WHAT YOU ARE ASKED TO DO → Rewrite every line of the data below as a JSON list of strings, one string per line, with blank lines left out.

Coordinate labeling data:
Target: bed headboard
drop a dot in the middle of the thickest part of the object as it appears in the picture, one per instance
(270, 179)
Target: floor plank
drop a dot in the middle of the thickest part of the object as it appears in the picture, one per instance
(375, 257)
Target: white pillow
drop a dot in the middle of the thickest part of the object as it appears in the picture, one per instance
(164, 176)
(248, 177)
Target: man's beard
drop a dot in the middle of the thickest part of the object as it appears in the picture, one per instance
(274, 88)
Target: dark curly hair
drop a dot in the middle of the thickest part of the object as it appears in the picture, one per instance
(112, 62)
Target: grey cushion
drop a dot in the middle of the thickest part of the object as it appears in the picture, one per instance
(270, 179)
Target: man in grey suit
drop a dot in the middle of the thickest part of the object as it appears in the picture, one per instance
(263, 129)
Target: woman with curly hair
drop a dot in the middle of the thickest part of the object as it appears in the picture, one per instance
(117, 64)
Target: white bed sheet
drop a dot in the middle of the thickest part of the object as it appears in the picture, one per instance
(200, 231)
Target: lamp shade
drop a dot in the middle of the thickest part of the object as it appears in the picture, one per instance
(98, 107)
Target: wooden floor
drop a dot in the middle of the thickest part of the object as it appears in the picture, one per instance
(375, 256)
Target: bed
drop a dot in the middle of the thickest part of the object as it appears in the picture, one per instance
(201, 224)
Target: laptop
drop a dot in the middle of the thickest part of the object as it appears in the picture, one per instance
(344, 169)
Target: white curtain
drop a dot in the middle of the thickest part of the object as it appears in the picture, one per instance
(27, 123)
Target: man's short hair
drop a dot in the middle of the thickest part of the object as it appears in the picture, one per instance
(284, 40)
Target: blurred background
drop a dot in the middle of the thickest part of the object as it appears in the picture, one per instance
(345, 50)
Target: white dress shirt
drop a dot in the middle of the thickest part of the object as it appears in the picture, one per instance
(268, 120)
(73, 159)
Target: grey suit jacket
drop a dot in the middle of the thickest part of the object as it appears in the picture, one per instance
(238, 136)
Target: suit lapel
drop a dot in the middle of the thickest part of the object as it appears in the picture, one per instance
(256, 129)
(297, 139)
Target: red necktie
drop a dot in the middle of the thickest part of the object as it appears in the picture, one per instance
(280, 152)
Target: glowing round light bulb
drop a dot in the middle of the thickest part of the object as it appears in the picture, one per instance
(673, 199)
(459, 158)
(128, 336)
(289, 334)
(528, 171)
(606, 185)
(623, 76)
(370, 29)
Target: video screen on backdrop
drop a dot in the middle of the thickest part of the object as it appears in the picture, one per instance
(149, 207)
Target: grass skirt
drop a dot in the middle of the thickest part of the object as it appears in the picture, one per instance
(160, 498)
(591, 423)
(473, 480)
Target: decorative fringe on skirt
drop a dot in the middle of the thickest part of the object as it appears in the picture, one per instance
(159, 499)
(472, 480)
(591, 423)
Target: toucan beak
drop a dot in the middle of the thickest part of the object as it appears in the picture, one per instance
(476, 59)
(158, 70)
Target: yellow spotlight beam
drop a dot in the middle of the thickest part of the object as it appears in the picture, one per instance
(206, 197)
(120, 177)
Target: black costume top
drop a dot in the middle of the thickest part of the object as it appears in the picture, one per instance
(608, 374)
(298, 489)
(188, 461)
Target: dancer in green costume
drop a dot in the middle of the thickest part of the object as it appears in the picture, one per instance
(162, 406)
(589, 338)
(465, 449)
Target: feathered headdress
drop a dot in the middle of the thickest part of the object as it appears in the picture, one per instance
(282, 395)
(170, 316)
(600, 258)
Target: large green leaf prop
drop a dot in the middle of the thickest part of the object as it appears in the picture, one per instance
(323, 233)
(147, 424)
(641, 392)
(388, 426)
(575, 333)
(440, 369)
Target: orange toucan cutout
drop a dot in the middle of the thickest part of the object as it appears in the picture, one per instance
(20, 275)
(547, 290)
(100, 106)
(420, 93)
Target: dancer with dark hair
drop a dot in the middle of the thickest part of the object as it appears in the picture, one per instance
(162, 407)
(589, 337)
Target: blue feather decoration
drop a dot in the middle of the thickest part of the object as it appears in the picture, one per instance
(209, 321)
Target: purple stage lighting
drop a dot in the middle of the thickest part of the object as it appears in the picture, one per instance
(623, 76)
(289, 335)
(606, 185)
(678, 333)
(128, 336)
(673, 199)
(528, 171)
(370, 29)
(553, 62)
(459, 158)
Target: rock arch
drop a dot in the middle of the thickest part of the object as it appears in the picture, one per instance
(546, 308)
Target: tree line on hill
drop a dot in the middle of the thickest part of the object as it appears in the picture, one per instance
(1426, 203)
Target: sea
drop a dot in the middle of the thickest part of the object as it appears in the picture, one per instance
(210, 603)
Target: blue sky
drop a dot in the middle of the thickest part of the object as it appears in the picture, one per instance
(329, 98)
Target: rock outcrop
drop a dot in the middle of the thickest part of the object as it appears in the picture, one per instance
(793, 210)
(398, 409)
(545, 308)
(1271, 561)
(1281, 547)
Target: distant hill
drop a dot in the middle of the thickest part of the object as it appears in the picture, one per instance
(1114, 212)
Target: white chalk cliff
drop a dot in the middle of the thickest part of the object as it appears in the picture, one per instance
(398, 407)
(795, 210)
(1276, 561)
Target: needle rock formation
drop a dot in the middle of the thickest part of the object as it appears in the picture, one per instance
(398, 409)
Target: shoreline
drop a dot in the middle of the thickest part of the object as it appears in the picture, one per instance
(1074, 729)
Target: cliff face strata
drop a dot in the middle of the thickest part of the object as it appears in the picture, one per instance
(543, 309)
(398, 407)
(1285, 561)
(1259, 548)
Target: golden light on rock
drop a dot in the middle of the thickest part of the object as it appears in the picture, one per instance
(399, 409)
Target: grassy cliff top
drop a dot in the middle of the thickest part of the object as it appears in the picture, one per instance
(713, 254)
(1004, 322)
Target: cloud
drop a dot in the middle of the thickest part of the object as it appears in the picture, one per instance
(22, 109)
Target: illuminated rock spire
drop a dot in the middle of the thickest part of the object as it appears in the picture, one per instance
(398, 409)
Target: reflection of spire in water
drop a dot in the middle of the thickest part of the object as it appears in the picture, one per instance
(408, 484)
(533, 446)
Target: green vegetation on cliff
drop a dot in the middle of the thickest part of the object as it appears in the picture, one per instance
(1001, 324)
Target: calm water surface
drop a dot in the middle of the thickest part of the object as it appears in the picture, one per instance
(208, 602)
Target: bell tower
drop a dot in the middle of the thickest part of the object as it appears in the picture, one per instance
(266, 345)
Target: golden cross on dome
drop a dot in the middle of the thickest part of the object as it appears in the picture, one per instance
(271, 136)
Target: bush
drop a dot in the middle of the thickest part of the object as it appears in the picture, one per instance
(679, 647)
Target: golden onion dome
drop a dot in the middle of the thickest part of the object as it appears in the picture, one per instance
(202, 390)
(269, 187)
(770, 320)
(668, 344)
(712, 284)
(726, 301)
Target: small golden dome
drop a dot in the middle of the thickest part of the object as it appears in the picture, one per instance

FINAL ANSWER →
[
  "Target: bed headboard",
  "drop a dot in the middle of the thickest part of the object as it appears in the picture, one per instance",
  "(270, 179)",
  "Target: floor plank",
  "drop a dot in the middle of the thickest part of the object as it appears in the picture, one per instance",
  "(375, 257)",
  "Target: white pillow",
  "drop a dot in the middle of the thickest part of the object as it appears in the picture, one per instance",
  "(164, 176)",
  "(248, 177)",
  "Target: man's beard",
  "drop a dot in the middle of the thickest part of the object as it appears in the picture, one per instance",
  "(274, 88)",
  "Target: dark curly hair",
  "drop a dot in the middle of the thickest part of the object as it appears in the picture, one per instance",
  "(112, 62)",
  "Target: grey cushion",
  "drop a dot in the middle of the thickest part of the object as it appears in the picture, one per instance",
  "(270, 179)",
  "Target: man in grey suit",
  "drop a dot in the middle of the thickest part of the object as it appears in the picture, one per instance",
  "(263, 129)",
  "Target: woman with curly hair",
  "drop a dot in the middle of the thickest part of the object as it appears in the picture, one per instance",
  "(117, 64)",
  "Target: white bed sheet",
  "drop a dot in the middle of the thickest part of the object as it appears in the picture, one per instance",
  "(200, 231)",
  "Target: lamp shade",
  "drop a dot in the middle of the thickest part of the object as it appears in the picture, one per instance",
  "(98, 107)",
  "Target: wooden floor",
  "drop a dot in the middle of the thickest part of the object as it appears in the picture, one per instance",
  "(375, 256)",
  "Target: bed",
  "drop a dot in the middle of the thickest part of the object as it appears in the picture, one per instance",
  "(201, 224)",
  "Target: laptop",
  "drop a dot in the middle of the thickest part of the object as it appears in the picture, one per instance",
  "(344, 169)",
  "Target: white curtain",
  "drop a dot in the middle of the thickest part of the object as it appears in the picture, one per instance",
  "(27, 123)",
  "Target: man's short hair",
  "drop a dot in the middle of the thickest part of the object as it appears in the picture, one per instance",
  "(284, 40)",
  "Target: blurred background",
  "drop a dot in the middle of the thickest part of the object as it appears in the picture, one per instance",
  "(345, 50)",
  "Target: white dress shirt",
  "drop a dot in the middle of the thickest part of the object as it appears in the picture, one per instance",
  "(268, 120)",
  "(73, 159)",
  "Target: grey suit jacket",
  "drop a dot in the middle of the thickest part of the object as it appears in the picture, one per instance",
  "(238, 136)",
  "Target: suit lapel",
  "drop a dot in the middle of the thickest part of the object as it appears in the picture, one per instance",
  "(256, 129)",
  "(297, 139)",
  "Target: red necktie",
  "drop a dot in the middle of the thickest part of the object as it appears in the picture, one per instance",
  "(280, 152)",
  "Target: glowing round light bulb",
  "drop a dot in the middle of the thickest part of the object as it appears in the picture, one per instance",
  "(673, 199)",
  "(459, 158)",
  "(128, 336)",
  "(289, 334)",
  "(528, 171)",
  "(606, 185)",
  "(623, 76)",
  "(370, 29)",
  "Target: video screen on backdrop",
  "drop a dot in the middle of the thickest part of the object as it appears in the picture, one per instance",
  "(149, 207)",
  "Target: grass skirt",
  "drop a dot in the middle of the thickest part of the object as it appears in the picture, one per instance",
  "(160, 498)",
  "(591, 423)",
  "(473, 480)",
  "Target: decorative fringe on skirt",
  "drop a dot in the middle of the thickest part of the object as it appears in the picture, one per instance",
  "(159, 499)",
  "(472, 480)",
  "(591, 423)",
  "Target: toucan beak",
  "drop a dot in the middle of the thickest part of the object as it appears in the picture, one per instance",
  "(476, 59)",
  "(158, 70)",
  "Target: yellow spotlight beam",
  "drop a dot in the middle of the thickest part of the object as it appears in the picture, one per instance",
  "(206, 197)",
  "(120, 177)",
  "Target: black costume top",
  "drop a dot in the middle of the thickest part of the object as it appears in the picture, one per instance",
  "(608, 374)",
  "(298, 489)",
  "(188, 461)",
  "Target: dancer in green costume",
  "drop a dot in the middle of the thickest part of the object as it appears in the picture, one per instance",
  "(162, 406)",
  "(589, 338)",
  "(465, 449)",
  "Target: feathered headdress",
  "drop a dot in the middle of the thickest part of the object as it appears in the picture, one per instance",
  "(282, 395)",
  "(170, 316)",
  "(600, 258)",
  "Target: large green leaf prop",
  "drop a dot in the middle of the thickest part of the object as it appears in the picture, one per instance",
  "(323, 233)",
  "(147, 424)",
  "(641, 392)",
  "(388, 426)",
  "(575, 333)",
  "(440, 369)",
  "Target: orange toucan cutout",
  "drop a dot in the middle of the thickest part of the object as it appears in the picture, one per instance",
  "(20, 275)",
  "(547, 290)",
  "(100, 106)",
  "(420, 93)",
  "Target: dancer with dark hair",
  "drop a dot in the middle of the thickest part of the object as it appears in the picture, one per instance",
  "(162, 407)",
  "(589, 337)",
  "Target: blue feather decoration",
  "drop a dot in the middle of the thickest part of the object as it appears in the picture, one per instance",
  "(209, 321)",
  "Target: purple stage lighting",
  "drop a dot in the middle of the thickest part of the object as it appears in the picture, one per instance",
  "(623, 76)",
  "(289, 335)",
  "(606, 185)",
  "(678, 333)",
  "(128, 336)",
  "(673, 199)",
  "(528, 171)",
  "(370, 29)",
  "(553, 62)",
  "(459, 158)",
  "Target: rock arch",
  "drop a dot in the middle of the thickest part of the object as it appears in the picture, one per instance",
  "(546, 308)",
  "Target: tree line on hill",
  "drop a dot in the middle of the thickest part of the object as it appears in the picture, one per instance",
  "(1426, 203)",
  "Target: sea",
  "drop a dot in the middle of the thickest part of the object as it appears in the picture, one per instance",
  "(210, 603)",
  "Target: blue sky",
  "drop a dot in the middle of the thickest part of the object as it appears in the picture, one per instance",
  "(329, 98)",
  "Target: rock outcrop",
  "drop a dot in the middle of the thickest part of the object as it appears in the picture, one per instance",
  "(793, 210)",
  "(398, 409)",
  "(545, 308)",
  "(1271, 561)",
  "(1281, 547)",
  "Target: distant hill",
  "drop a dot in the middle of the thickest part of the object as it appears in the picture, one per instance",
  "(1114, 212)",
  "Target: white chalk cliff",
  "drop a dot in the middle of the thickest part of the object as it appears in the picture, one per instance",
  "(398, 407)",
  "(795, 210)",
  "(1276, 561)",
  "Target: needle rock formation",
  "drop a dot in the middle of the thickest part of the object as it appears in the picture, one per instance",
  "(398, 409)",
  "Target: shoreline",
  "drop a dot in the middle of the thickest part of the object as it appears in the picture, one per instance",
  "(1074, 729)",
  "Target: cliff face strata",
  "drop a dot in the middle of the thickest part of the object as it appears in the picture, one per instance",
  "(543, 309)",
  "(398, 407)",
  "(1285, 561)",
  "(1259, 548)",
  "Target: golden light on rock",
  "drop a dot in the middle of the thickest part of the object as it appears in the picture, one per instance",
  "(399, 409)",
  "Target: grassy cliff top",
  "drop a dot in the middle of the thickest part of the object as it appears in the picture, one per instance",
  "(713, 254)",
  "(1004, 322)",
  "Target: cloud",
  "drop a dot in the middle of the thickest part of the object as it appears in the picture, one per instance",
  "(22, 109)",
  "Target: illuminated rock spire",
  "drop a dot in the middle of the thickest part of the object as it appears in the picture, one per instance",
  "(398, 409)",
  "Target: reflection of spire in water",
  "drop a dot in the middle of the thickest part of the object as it appears in the picture, one per instance",
  "(408, 484)",
  "(533, 446)",
  "Target: green vegetation on cliff",
  "drop a dot in the middle of the thickest part of the object as it appears in the picture, one per instance",
  "(1001, 324)",
  "Target: calm water surface",
  "drop a dot in the middle of the thickest part of the object as it appears in the picture, one per instance",
  "(208, 602)",
  "Target: bell tower",
  "drop a dot in the middle of the thickest part of the object as it appears in the picture, one per instance",
  "(266, 345)",
  "Target: golden cross on dome",
  "drop a dot in the middle of the thickest part of the object as it appears in the picture, one per instance",
  "(271, 136)",
  "Target: bush",
  "drop a dot in the middle of the thickest part of the object as it appears in the picture, one per instance",
  "(679, 647)",
  "Target: golden onion dome",
  "drop a dot in the middle of the thickest part of the object as it appears in the picture, one per instance",
  "(202, 390)",
  "(269, 187)",
  "(770, 320)",
  "(668, 344)",
  "(712, 284)",
  "(726, 301)",
  "Target: small golden dome",
  "drop a dot in the middle of the thickest part of the object as it appears in the picture, one per instance"
]